# THE TASK
Reproduce the records starting at the line containing "Excuse me, I need to find every headlight" and ending at the line containing "[56,53,400,263]", substituting "locomotive chassis" for "locomotive frame" and leaving everything else unchanged.

※

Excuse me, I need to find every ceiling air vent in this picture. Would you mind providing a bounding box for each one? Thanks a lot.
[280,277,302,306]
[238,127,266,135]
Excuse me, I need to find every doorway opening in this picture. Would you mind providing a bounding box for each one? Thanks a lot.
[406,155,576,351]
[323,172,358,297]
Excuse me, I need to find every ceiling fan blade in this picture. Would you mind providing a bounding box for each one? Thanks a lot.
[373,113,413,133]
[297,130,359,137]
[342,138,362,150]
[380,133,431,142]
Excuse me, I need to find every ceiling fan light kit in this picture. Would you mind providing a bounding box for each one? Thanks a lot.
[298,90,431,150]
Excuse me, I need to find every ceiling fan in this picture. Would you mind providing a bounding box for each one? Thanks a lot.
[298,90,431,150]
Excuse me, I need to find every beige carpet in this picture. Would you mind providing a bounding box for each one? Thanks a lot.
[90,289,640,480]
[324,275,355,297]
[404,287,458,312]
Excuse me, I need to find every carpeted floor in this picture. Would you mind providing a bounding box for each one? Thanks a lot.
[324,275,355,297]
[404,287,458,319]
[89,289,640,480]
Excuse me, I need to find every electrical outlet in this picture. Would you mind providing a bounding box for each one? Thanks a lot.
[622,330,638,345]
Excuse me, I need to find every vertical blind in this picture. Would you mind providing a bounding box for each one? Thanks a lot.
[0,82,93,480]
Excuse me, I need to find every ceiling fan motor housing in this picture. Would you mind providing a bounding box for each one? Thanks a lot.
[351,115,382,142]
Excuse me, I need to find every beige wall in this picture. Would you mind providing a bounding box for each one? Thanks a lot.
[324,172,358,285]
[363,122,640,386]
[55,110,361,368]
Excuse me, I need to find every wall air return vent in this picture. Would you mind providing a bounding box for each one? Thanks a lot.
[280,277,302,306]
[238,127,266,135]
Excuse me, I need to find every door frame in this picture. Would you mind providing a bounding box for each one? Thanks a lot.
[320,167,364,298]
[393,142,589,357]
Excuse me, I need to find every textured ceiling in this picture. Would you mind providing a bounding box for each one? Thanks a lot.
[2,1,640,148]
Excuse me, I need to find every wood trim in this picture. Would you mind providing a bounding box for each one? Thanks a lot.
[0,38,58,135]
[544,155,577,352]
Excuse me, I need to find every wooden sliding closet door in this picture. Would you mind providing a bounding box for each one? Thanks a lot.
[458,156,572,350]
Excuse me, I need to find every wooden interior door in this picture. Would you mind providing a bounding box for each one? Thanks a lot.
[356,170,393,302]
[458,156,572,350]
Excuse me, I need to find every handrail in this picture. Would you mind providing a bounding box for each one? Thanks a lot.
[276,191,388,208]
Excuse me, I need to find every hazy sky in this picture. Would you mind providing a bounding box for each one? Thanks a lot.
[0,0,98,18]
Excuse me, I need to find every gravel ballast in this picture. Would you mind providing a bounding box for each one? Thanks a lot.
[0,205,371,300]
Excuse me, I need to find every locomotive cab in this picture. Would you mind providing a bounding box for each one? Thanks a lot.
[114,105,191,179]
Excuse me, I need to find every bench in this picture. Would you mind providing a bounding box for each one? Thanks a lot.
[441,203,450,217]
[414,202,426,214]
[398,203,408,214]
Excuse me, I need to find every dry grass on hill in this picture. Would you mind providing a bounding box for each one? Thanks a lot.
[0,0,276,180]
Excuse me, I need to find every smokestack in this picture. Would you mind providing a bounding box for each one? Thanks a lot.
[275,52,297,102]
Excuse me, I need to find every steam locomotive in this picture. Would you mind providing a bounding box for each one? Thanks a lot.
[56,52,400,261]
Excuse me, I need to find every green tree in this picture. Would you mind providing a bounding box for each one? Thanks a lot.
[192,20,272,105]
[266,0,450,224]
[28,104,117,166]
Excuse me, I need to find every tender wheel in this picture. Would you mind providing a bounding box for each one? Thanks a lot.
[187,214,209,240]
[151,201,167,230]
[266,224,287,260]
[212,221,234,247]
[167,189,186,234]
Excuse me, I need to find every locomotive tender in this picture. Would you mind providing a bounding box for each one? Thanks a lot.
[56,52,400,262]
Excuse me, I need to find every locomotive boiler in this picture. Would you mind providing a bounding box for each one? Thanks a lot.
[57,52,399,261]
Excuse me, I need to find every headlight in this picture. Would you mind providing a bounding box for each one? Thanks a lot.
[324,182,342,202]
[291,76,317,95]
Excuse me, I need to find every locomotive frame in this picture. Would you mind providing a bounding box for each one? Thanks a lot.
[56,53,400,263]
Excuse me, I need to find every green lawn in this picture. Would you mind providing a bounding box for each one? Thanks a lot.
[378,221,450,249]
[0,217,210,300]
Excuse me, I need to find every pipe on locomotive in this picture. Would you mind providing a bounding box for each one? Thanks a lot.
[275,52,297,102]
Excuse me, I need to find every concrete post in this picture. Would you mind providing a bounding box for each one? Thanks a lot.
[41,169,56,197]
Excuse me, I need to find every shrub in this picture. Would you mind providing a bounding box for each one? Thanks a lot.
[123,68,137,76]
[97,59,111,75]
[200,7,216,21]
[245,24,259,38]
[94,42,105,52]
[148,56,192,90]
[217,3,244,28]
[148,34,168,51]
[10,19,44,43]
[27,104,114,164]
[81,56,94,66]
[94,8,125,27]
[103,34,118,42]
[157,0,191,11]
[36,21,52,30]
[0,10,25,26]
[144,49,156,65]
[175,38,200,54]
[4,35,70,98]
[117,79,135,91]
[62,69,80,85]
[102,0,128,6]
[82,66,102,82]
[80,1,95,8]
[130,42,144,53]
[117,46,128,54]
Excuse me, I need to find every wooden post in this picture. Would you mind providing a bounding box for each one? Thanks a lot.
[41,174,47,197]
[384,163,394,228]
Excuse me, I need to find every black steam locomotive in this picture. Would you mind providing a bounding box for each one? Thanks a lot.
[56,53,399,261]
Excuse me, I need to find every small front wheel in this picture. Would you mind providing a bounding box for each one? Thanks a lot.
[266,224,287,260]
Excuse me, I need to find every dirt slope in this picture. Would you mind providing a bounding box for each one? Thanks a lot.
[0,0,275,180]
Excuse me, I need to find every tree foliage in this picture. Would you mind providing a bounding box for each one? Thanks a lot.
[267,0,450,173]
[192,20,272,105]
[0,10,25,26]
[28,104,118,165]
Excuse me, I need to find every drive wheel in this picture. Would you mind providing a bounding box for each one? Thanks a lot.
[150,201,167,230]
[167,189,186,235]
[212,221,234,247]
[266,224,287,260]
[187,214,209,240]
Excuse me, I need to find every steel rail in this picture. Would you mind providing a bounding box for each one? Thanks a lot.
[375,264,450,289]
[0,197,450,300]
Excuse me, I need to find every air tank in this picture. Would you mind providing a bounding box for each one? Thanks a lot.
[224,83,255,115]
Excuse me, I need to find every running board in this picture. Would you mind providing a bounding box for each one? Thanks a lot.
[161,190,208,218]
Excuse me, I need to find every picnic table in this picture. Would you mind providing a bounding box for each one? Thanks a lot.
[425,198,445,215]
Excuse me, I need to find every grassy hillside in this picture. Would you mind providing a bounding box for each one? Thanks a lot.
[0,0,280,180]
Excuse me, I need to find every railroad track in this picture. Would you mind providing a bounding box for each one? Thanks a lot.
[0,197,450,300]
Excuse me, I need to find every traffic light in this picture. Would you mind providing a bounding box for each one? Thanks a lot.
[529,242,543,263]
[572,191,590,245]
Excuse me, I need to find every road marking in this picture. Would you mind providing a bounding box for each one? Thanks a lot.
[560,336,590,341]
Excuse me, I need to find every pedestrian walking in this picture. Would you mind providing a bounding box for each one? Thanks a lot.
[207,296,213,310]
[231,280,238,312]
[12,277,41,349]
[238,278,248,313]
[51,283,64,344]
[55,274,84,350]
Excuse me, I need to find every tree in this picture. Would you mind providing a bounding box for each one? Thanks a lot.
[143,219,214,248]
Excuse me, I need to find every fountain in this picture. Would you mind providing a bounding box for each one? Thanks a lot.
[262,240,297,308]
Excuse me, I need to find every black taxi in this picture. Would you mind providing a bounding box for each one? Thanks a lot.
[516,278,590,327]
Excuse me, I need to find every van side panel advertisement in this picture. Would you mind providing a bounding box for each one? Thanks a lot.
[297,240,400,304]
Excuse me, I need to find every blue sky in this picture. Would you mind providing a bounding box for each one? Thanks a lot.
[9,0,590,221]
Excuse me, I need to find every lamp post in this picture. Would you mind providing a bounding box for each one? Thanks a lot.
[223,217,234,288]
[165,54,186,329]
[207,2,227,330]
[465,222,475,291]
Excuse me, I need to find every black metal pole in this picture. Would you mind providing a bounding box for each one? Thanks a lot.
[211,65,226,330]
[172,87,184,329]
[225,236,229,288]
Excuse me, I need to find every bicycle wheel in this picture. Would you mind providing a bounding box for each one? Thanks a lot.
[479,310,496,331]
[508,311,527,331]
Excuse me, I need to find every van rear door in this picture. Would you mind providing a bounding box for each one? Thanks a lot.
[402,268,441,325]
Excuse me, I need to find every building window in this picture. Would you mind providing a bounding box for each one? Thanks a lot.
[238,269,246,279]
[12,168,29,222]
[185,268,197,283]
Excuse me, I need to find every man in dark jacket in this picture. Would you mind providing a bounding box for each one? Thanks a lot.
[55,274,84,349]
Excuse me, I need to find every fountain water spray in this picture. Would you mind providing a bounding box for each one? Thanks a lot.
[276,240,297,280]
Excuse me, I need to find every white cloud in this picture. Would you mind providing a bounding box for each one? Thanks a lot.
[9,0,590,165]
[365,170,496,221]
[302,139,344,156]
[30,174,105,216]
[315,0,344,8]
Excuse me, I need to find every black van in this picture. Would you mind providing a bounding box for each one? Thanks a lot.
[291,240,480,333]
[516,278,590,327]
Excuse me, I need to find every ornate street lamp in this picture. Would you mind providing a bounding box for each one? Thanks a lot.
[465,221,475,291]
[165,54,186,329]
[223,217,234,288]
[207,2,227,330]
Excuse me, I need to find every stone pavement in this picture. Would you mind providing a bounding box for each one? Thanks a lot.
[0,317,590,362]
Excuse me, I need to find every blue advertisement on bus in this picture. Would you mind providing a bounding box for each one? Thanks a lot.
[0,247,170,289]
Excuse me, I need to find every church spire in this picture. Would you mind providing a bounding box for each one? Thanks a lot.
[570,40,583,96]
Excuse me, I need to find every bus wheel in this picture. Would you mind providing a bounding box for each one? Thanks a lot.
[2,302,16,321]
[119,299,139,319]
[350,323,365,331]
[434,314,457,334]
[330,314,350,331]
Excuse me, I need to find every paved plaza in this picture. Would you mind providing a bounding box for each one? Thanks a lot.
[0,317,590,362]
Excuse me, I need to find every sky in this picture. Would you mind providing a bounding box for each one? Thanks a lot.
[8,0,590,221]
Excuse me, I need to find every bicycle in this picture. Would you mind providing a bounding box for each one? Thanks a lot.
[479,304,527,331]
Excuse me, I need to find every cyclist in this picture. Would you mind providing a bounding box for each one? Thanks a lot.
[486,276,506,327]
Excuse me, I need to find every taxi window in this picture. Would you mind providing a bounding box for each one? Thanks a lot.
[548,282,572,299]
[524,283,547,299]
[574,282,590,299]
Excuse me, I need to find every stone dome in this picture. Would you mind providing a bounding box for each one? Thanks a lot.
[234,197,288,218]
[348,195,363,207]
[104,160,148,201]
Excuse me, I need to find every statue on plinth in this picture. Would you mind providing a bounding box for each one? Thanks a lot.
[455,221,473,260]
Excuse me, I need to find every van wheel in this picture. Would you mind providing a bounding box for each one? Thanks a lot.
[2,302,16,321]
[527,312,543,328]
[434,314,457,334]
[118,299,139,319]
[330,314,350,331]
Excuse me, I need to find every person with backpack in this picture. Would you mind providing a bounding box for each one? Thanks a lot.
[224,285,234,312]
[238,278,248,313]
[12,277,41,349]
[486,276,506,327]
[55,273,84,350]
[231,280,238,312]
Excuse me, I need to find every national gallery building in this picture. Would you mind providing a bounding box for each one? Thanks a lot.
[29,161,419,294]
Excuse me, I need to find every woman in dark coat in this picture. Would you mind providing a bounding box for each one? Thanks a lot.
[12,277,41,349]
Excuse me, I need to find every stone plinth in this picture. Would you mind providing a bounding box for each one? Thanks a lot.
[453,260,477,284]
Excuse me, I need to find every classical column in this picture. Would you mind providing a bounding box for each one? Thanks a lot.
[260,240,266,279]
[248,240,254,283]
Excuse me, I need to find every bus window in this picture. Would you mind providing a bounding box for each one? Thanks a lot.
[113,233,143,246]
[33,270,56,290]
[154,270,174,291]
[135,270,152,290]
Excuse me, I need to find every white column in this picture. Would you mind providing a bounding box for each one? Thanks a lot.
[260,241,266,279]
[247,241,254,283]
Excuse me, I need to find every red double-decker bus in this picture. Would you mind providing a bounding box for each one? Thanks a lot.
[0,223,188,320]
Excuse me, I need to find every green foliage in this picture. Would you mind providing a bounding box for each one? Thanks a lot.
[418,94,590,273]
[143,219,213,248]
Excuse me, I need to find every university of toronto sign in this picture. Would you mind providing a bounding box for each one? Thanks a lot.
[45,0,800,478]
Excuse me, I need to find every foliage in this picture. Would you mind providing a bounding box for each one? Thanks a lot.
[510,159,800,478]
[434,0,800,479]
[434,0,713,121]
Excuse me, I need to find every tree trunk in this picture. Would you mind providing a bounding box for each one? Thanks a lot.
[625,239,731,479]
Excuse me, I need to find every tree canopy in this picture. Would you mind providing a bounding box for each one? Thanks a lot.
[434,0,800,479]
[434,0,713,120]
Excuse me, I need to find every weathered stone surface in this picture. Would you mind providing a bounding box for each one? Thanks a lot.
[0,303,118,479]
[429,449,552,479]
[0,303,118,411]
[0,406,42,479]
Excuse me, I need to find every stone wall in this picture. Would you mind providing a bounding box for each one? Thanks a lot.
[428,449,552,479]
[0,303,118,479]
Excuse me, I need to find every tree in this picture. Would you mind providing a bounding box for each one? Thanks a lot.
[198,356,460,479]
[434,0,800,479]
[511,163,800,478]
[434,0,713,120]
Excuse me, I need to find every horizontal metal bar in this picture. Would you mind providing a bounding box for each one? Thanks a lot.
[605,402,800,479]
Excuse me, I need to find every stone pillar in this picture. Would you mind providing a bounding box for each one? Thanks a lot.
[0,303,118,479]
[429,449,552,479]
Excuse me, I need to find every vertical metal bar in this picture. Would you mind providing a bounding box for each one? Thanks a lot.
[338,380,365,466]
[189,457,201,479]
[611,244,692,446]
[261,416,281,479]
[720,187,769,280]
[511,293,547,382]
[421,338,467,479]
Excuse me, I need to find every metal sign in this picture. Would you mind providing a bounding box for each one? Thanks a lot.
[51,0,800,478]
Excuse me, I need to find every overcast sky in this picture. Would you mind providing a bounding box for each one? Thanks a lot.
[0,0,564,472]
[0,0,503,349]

※

# WRITTEN ANSWER
Excuse me, I need to find every headlight in this picture. Would you mind providing a bounding box for each one? Thanks a lot.
[324,182,342,202]
[291,76,317,95]
Excuse me, I need to find every locomotive chassis in this picture. Would you mind providing a bounding box for each one? Thanks a lot.
[56,53,400,263]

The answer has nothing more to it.